▶ **TASK GOAL**
Copy out word for word only the rows below that run from the line containing "Question. Give the pixel coordinates of a point on the low-rise" through the line containing "x=427, y=65", including both of those lines.

▶ **RECORDS SHOWN**
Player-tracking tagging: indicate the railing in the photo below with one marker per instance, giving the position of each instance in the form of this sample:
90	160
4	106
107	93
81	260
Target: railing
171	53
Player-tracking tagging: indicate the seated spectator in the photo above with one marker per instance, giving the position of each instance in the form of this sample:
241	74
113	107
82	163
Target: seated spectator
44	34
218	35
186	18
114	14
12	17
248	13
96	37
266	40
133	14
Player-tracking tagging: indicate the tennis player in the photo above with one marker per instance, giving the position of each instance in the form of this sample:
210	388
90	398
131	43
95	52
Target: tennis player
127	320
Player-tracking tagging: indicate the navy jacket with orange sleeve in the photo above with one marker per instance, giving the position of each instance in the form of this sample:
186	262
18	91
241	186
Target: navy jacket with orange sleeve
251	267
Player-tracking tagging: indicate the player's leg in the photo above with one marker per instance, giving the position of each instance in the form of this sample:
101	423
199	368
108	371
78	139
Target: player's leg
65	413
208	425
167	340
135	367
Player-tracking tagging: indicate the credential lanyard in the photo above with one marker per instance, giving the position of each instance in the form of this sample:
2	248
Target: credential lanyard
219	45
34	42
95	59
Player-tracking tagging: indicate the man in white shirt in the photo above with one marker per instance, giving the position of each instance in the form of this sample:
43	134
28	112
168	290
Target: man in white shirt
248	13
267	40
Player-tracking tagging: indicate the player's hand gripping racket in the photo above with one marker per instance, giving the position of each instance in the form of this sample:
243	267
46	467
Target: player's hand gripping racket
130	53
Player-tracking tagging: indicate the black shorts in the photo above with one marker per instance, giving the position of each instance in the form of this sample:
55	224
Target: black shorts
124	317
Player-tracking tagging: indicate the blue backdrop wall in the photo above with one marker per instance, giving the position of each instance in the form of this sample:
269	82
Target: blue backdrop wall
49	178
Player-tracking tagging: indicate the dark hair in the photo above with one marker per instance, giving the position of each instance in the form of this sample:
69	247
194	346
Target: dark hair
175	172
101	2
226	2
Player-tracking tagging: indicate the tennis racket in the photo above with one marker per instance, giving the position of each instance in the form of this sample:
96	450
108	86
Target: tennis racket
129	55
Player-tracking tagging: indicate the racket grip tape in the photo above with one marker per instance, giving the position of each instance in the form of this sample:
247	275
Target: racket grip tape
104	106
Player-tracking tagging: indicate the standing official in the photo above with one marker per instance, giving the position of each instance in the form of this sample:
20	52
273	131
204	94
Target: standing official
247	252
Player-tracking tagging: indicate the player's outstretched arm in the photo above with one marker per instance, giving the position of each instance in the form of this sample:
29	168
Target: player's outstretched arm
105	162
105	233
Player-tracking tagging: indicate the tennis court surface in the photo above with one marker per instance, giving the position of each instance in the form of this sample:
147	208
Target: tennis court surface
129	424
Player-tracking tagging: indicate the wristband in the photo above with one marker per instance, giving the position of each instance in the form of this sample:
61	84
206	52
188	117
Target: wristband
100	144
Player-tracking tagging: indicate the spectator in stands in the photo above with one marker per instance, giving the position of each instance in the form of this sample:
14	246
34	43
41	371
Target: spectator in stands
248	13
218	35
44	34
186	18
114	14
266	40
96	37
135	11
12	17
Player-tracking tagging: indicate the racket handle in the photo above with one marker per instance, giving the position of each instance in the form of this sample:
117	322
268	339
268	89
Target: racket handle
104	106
==
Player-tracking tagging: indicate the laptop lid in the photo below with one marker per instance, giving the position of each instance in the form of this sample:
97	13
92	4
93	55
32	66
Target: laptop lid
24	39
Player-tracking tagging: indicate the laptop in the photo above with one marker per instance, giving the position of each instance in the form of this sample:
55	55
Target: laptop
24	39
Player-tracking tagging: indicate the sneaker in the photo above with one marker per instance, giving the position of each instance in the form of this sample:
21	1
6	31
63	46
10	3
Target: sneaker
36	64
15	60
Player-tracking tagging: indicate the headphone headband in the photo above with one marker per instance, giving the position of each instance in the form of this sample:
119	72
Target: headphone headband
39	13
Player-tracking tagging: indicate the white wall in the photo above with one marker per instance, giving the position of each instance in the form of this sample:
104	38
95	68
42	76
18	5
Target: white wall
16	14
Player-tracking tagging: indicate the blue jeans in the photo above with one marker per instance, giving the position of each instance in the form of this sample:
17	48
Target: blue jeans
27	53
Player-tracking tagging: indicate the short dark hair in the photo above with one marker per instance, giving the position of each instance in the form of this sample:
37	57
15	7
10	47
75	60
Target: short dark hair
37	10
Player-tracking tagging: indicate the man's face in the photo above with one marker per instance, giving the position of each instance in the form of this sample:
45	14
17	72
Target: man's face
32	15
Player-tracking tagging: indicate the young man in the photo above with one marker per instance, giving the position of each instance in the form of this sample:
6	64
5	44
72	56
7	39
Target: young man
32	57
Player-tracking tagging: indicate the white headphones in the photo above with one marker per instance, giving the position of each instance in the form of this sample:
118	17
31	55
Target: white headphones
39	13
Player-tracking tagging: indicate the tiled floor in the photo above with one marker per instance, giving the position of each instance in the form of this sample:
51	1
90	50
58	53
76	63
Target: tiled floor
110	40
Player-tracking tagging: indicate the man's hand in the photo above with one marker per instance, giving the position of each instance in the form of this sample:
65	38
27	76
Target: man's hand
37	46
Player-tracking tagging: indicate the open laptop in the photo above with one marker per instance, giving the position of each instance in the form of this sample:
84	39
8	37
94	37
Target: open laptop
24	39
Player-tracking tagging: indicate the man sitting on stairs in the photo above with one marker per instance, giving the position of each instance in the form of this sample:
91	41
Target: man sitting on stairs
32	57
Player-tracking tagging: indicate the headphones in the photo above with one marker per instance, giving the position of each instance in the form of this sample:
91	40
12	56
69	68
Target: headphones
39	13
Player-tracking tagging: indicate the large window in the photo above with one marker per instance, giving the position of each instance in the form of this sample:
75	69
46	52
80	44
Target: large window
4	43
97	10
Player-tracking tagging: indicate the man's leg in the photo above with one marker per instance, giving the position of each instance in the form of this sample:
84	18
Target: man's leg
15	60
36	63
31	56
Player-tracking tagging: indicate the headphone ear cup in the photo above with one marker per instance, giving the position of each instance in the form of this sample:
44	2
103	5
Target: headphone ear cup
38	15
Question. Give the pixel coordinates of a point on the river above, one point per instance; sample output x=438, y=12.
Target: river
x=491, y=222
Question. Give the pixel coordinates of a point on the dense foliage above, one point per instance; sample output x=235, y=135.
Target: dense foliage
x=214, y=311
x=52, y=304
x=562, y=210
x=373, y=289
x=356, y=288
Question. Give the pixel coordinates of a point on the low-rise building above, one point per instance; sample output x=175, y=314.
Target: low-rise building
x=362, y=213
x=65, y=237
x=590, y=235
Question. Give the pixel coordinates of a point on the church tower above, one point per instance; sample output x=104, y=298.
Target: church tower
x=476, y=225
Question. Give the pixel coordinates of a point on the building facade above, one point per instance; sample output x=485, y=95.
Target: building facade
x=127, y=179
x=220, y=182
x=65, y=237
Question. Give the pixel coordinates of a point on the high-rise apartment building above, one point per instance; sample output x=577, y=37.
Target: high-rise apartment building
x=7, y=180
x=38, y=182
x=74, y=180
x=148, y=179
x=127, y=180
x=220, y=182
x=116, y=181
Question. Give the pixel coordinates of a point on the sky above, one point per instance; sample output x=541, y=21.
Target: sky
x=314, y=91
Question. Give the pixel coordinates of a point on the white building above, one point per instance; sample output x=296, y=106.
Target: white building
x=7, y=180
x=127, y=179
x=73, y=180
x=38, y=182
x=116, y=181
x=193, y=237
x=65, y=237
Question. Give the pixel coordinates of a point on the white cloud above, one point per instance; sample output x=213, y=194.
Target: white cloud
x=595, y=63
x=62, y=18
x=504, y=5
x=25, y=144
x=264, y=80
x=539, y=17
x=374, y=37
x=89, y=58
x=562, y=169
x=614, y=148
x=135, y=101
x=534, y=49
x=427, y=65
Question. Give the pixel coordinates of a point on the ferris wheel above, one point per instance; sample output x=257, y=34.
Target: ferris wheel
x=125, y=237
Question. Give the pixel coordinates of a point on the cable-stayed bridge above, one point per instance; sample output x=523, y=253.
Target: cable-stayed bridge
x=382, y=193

▶ **WRITTEN REPLY**
Question. Give the pixel coordinates of a point on the low-rise building above, one point per instance; sample output x=175, y=314.
Target: low-rise building
x=362, y=213
x=65, y=237
x=590, y=235
Question. Give the pixel coordinates of a point on the church tower above, one point per instance; sample output x=104, y=298.
Target: church tower
x=476, y=225
Question. Give the pixel coordinates of a point on the building facade above, one point per instance; sample output x=485, y=95.
Target: building facade
x=127, y=179
x=220, y=182
x=65, y=237
Question. Give the pixel coordinates of a point on the high-rise apartment building above, one point per instance; sample output x=577, y=37.
Target: high-rise apartment building
x=7, y=180
x=38, y=182
x=74, y=180
x=148, y=179
x=127, y=180
x=220, y=182
x=116, y=181
Question. Give the pixel coordinates of a point on the sky above, one point per instance; sample output x=541, y=21.
Target: sky
x=314, y=91
Question. Give the pixel coordinates of a point on the white building above, one point per instance; sample output x=296, y=106.
Target: white building
x=7, y=180
x=127, y=179
x=73, y=180
x=38, y=182
x=116, y=181
x=193, y=237
x=65, y=237
Question. Give the pixel coordinates of a point on the white cloud above, one point per instance; sample output x=213, y=194.
Target: white cloud
x=595, y=63
x=62, y=18
x=504, y=5
x=25, y=144
x=264, y=80
x=539, y=17
x=374, y=37
x=89, y=58
x=562, y=169
x=614, y=148
x=135, y=101
x=534, y=49
x=427, y=65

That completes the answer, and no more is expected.